> [THE EXERCISE] Starting at the line that contains "Please identify the brown", restate each line word for word through the final line of the data, keeping both ends.
++++ DATA EXTRACT ++++
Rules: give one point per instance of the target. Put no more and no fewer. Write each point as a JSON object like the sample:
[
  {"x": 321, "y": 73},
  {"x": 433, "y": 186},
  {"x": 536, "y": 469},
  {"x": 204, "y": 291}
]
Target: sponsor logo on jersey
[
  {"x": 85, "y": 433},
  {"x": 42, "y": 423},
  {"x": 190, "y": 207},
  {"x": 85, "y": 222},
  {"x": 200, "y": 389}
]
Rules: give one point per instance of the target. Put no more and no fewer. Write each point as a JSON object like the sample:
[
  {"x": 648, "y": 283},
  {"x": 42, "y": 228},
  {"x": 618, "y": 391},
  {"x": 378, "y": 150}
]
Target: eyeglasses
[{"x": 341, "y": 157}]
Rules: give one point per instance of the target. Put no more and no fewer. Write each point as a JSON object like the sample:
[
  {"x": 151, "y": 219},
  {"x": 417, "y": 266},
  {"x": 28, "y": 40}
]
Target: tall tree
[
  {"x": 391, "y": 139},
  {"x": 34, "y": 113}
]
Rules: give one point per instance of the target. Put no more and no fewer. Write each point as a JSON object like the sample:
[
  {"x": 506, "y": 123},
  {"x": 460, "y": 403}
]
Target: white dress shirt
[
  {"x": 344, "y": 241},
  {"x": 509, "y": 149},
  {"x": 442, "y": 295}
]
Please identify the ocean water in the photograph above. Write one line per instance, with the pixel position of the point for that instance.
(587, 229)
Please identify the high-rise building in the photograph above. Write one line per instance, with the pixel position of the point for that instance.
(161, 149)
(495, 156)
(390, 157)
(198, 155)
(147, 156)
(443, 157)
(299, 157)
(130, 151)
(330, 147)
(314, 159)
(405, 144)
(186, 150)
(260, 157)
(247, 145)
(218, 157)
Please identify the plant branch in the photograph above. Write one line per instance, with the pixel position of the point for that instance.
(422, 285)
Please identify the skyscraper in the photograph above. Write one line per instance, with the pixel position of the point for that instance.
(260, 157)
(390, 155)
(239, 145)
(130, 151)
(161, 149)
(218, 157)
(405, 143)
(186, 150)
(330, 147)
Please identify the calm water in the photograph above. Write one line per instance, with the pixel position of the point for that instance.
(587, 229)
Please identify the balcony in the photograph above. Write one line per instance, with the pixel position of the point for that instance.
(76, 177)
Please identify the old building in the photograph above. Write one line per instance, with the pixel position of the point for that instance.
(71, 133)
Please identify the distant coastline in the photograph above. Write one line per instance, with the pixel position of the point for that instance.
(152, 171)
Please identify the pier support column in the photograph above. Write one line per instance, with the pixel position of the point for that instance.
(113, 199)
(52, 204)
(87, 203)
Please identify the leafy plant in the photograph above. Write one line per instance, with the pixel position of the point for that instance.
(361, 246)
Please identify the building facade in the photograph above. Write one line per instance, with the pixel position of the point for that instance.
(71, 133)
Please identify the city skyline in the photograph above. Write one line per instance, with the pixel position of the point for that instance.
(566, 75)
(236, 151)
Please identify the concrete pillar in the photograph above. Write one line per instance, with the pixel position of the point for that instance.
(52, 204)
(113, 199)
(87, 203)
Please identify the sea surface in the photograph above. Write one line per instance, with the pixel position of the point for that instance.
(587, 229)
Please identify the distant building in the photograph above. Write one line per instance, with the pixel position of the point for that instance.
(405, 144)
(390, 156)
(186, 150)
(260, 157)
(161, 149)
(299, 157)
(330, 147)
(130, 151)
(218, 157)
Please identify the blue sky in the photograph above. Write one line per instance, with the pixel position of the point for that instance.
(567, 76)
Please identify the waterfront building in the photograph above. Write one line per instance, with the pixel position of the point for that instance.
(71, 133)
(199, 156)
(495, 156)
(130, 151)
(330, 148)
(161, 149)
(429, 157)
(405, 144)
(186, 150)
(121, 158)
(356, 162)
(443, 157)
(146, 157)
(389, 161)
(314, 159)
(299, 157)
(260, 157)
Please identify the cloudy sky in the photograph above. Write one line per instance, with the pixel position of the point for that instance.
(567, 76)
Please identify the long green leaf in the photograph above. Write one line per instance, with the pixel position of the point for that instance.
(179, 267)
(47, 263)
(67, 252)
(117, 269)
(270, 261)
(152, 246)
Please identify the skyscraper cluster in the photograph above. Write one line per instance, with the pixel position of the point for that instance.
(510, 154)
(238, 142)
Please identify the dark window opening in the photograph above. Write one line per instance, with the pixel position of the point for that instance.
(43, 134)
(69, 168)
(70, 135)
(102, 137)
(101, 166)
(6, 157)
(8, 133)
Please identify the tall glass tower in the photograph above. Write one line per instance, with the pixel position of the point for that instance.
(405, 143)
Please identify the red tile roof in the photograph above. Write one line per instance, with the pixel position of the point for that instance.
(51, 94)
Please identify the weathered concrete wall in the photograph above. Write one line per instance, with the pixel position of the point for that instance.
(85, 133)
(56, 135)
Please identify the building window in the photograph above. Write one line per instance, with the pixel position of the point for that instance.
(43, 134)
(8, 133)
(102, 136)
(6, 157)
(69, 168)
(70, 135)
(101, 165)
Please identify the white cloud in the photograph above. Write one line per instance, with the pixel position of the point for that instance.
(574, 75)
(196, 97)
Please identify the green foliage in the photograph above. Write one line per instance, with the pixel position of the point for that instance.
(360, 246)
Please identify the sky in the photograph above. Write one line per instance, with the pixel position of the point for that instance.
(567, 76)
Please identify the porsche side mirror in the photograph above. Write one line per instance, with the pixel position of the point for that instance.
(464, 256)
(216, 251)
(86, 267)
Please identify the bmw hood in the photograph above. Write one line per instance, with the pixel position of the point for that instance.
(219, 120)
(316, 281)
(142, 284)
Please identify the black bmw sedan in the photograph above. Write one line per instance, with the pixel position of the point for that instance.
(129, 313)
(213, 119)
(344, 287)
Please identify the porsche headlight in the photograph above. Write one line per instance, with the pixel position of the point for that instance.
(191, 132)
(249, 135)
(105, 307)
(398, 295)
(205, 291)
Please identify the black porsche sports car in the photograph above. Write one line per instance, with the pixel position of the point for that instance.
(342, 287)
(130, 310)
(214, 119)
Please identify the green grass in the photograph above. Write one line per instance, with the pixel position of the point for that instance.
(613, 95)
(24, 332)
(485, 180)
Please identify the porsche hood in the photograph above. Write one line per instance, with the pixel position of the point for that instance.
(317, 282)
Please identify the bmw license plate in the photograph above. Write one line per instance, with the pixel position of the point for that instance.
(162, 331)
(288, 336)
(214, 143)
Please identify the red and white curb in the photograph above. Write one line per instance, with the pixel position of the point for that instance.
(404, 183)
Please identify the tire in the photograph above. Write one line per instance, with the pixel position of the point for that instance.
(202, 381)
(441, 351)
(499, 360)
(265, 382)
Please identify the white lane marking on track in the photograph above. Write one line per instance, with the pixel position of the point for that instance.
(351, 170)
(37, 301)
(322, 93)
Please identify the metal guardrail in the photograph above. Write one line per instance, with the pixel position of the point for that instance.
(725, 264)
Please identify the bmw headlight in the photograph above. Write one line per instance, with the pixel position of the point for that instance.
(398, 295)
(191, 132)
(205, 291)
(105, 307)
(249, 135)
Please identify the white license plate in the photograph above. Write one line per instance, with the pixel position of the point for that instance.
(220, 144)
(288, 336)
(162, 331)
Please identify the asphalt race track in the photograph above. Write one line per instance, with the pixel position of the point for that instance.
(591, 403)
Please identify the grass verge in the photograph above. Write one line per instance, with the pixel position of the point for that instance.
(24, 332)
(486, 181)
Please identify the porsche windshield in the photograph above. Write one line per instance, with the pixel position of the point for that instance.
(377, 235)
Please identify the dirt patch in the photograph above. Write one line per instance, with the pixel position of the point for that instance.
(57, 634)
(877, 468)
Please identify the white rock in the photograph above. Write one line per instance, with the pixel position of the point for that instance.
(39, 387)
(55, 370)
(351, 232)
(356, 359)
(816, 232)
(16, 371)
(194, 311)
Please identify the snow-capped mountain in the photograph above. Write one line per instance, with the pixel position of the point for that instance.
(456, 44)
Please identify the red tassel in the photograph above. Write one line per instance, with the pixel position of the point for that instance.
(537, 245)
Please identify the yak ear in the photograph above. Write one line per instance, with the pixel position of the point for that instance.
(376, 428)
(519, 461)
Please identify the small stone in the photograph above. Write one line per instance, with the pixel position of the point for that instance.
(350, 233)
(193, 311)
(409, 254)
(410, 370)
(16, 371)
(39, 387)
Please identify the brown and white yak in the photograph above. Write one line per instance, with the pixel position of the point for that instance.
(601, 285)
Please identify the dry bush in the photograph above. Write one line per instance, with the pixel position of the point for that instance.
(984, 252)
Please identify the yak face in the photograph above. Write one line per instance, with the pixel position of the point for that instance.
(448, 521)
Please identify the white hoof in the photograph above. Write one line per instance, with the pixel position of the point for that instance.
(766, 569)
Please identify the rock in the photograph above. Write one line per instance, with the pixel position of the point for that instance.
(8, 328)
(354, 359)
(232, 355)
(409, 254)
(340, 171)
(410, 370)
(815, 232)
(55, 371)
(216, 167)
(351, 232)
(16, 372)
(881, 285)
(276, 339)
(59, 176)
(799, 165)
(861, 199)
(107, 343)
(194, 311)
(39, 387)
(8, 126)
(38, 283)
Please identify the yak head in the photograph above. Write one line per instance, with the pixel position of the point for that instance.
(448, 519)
++++
> [SOLUTION TO THIS TASK]
Please identify the brown and white yak in the photograph above. Write one line per instance, with the pixel position of the point for that instance.
(601, 285)
Please identify the dry bush in the photograph above. Write one line per instance, with the pixel position of the point for that instance.
(984, 252)
Please identify the yak face in the photograph above. Write one line per instance, with the pixel position of the point for that instance.
(448, 521)
Please identify the white hoof in the photograph above. Write one line per instance, with the pixel position of the point for that instance.
(766, 569)
Please identify the rock in the photograph above. Write one line per instance, with the pixel position of the point for that instance.
(8, 328)
(354, 359)
(232, 355)
(409, 254)
(340, 171)
(410, 370)
(815, 232)
(55, 371)
(216, 167)
(351, 232)
(16, 372)
(881, 285)
(276, 339)
(59, 176)
(799, 165)
(861, 199)
(107, 343)
(194, 311)
(39, 387)
(8, 126)
(38, 283)
Please identify the yak head in the photograph above. Write one line per instance, with the pixel position of the point for that instance.
(448, 519)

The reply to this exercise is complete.